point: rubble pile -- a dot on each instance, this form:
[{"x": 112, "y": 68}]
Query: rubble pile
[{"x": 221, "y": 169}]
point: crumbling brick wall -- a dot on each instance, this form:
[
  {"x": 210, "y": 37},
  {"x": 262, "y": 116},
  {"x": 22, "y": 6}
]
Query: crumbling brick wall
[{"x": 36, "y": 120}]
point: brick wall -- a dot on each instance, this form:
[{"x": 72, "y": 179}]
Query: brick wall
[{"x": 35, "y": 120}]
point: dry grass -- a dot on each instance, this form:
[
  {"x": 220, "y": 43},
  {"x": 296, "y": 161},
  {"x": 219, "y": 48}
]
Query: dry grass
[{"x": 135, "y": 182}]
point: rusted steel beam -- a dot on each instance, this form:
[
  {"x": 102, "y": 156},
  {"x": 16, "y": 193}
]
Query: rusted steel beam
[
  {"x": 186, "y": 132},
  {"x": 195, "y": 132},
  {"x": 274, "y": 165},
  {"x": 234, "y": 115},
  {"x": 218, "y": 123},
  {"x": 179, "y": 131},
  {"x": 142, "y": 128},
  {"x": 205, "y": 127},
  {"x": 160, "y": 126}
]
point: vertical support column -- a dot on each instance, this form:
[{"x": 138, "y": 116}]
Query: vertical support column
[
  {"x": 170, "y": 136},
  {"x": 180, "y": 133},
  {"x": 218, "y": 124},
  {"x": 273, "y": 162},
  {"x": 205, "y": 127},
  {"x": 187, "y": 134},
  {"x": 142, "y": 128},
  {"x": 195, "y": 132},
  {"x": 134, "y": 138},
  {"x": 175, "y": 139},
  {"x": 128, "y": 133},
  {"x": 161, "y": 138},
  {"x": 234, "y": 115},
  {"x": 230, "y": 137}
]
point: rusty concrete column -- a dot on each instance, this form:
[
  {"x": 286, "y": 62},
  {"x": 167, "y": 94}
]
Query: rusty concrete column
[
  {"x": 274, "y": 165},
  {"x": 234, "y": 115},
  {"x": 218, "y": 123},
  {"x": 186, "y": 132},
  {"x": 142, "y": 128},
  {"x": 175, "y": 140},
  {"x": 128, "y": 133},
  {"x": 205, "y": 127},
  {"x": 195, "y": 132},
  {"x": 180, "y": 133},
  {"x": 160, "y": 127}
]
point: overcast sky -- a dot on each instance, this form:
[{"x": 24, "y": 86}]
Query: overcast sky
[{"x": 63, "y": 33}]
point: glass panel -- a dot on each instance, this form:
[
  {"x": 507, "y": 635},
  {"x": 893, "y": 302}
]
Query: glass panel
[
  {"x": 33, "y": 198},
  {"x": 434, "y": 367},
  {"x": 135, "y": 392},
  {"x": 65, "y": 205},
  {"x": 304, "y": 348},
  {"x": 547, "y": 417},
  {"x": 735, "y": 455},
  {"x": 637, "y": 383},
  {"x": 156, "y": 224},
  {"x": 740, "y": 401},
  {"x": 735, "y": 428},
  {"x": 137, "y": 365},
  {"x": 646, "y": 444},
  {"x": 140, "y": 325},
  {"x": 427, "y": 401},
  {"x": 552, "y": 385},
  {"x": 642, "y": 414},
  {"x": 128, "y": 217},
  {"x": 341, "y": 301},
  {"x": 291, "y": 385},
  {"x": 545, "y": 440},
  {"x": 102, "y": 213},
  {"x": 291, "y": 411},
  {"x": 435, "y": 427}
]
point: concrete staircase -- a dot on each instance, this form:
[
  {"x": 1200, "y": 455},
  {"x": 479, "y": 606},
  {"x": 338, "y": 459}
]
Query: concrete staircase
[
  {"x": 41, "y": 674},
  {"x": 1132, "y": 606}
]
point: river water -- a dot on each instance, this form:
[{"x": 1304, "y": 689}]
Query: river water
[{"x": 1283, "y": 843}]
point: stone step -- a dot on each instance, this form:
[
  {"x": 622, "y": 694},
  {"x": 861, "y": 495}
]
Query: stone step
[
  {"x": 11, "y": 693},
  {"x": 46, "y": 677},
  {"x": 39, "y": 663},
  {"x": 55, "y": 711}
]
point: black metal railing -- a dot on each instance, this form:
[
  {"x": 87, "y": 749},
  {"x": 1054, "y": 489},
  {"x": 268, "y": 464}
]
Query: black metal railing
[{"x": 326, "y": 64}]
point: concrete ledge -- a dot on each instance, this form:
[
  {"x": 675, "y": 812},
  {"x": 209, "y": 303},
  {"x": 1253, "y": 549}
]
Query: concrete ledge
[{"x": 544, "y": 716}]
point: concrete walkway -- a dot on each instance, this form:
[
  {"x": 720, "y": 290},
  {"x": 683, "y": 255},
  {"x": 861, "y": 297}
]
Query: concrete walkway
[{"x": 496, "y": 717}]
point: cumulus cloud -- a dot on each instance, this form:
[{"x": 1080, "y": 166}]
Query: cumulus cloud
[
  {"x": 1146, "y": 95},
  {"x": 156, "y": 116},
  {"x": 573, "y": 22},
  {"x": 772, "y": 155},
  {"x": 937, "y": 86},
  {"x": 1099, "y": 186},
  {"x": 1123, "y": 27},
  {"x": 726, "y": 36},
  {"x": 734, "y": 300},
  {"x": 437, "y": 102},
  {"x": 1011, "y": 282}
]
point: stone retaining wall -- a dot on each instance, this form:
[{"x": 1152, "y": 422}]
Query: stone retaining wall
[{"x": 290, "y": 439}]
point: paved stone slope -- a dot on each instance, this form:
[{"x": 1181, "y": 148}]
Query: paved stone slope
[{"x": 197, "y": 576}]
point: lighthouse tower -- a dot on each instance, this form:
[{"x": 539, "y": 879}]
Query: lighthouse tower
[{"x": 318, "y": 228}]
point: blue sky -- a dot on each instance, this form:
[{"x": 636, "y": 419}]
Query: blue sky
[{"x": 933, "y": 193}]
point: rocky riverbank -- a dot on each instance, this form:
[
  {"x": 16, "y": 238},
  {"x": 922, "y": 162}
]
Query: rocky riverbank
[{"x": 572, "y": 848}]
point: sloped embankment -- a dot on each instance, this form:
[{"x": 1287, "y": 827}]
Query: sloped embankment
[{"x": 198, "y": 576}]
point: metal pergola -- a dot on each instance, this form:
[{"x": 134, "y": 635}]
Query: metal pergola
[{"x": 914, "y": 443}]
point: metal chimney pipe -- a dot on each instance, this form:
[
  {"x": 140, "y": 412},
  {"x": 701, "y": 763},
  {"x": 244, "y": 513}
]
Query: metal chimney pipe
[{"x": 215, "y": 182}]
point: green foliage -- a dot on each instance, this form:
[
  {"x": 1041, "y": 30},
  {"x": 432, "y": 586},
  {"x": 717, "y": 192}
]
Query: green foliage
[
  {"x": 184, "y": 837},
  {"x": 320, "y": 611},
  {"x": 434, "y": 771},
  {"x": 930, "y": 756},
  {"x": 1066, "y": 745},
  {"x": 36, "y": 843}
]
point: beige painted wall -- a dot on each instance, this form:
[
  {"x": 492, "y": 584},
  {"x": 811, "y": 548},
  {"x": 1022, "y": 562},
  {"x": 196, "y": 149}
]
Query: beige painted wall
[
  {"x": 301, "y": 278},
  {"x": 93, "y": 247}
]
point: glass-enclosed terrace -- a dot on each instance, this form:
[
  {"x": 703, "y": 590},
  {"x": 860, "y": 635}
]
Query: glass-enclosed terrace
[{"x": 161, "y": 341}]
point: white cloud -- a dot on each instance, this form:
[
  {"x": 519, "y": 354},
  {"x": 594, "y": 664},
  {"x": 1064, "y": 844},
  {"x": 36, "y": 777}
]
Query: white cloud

● ● ● ● ● ● ●

- What is needed -
Identify all lines in the records above with the word "white".

- Exercise solution -
point: white cloud -- a dot on each instance, this form:
Query: white cloud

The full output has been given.